SELECTED EXTRACT ▸
LONDON – A major European technology trade fair has a low-tech idea for reducing virus risks: go hands-free.
Organizers of this month's Mobile World Congress show are advising attendees to adopt a no-handshake policy, threatening to dampen visiting executives' ability to meet and schmooze customers. Show organizers also plan to step up cleaning and disinfecting and make sure speakers don't use the same microphone. Some companies, meanwhile, are pulling out or scaling back plans.
MWC is an important networking and lobbying opportunity for mobile industry executives and government officials from around the world. It's the world's biggest wireless industry trade fair, held in Barcelona, Spain, on the other side of the globe from the virus outbreak's Chinese epicenter.
More than 100,000 people were expected to attend this year, with about 6% from China. The coronavirus has now infected more than 31,400 people globally and killed more than 630, most of them in China.
The latest turmoil for MWC came Friday when Sweden's Ericsson, a major supplier of telecom infrastructure gear, said it was pulling out of the Feb. 24-27 event because it feared the health and safety of employees and customers “cannot be ensured.” While there's little sign of a mass exodus in the works, the departure of Ericsson is a blow to the show because it's one of the biggest exhibitors.
South Korean tech company LG also withdrew earlier in the week.
Other companies are adjusting or scaling back their plans to adapt to travel and quarantine measures. The Chinese tech giant Huawei, a major sponsor, is assigning European staff to the show. Eric Xu, serving a six-month term as rotating chairman, is scheduled to hold a media briefing by video because he's unable to get to Spain with enough time to undergo the two-week self-quarantine period.
Jean-Baptiste Su, principal analyst at Atherton Research in San Jose, California, said he's decided not to attend because of virus worries.

INFORMATION SUPPLIED ▸

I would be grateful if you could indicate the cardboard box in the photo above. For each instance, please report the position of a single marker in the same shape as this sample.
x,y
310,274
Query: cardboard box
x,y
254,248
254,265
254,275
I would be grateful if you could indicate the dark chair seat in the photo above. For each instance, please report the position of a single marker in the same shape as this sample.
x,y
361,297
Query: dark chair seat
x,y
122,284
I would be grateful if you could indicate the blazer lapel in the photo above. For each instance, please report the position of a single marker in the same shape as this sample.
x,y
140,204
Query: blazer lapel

---

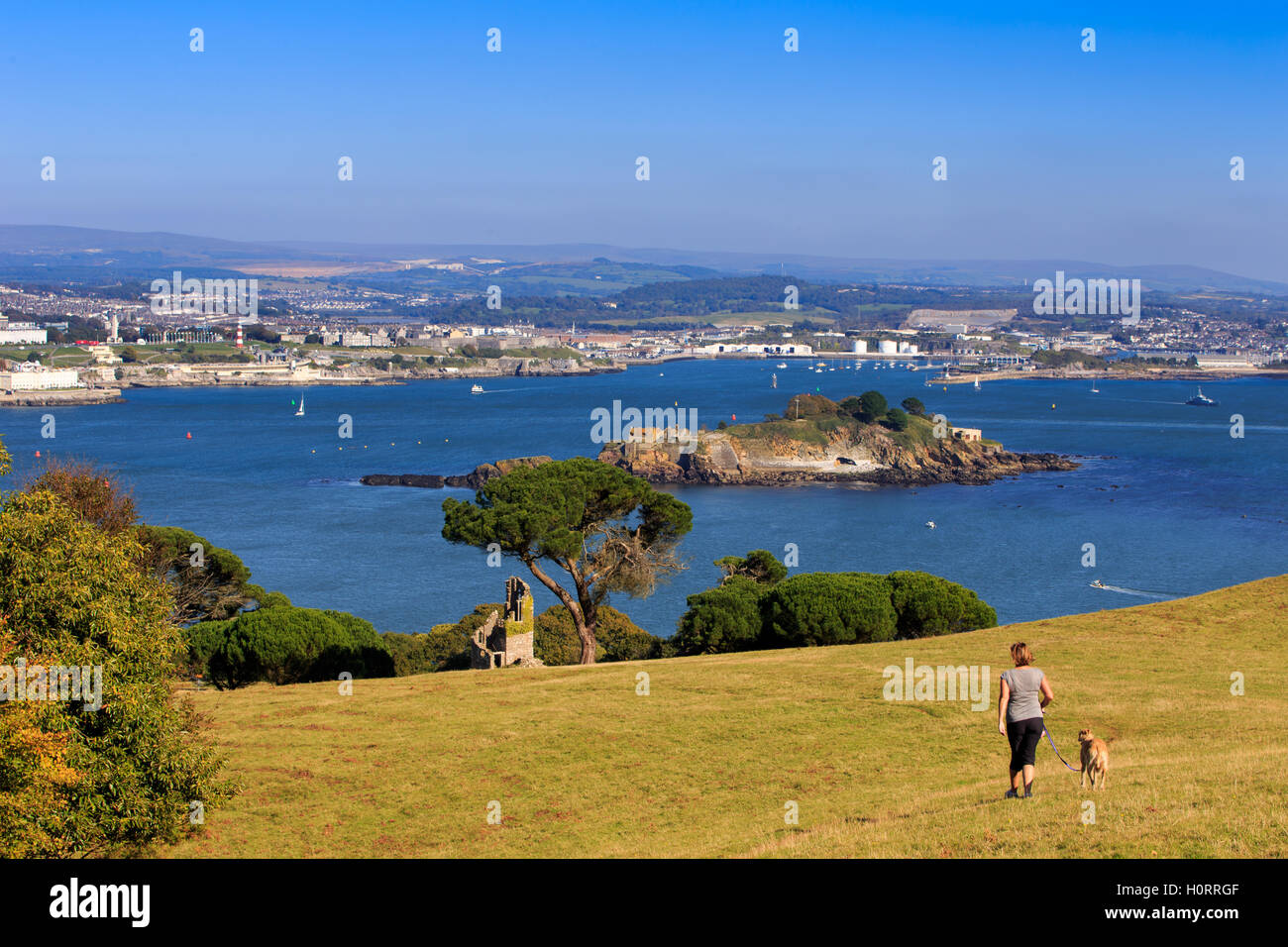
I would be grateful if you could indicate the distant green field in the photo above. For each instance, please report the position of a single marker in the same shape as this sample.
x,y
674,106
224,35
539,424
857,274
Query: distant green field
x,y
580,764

BRIEF A ▸ Using the news report on the Barcelona trade fair, explain why Huawei's Eric Xu is scheduled to hold his media briefing by video. Answer in one to three sentences.
BRIEF B ▸
Answer these questions from the news report on the Barcelona trade fair:
(i) In which city is Mobile World Congress held?
(ii) About what share of this year's expected attendees were from China?
(iii) On what dates does the event take place?

TASK SOLUTION A ▸ Eric Xu is scheduled to hold his media briefing by video because he cannot get to Spain early enough to complete the two-week self-quarantine period.

TASK SOLUTION B ▸
(i) Barcelona, Spain.
(ii) About 6%.
(iii) Feb. 24-27.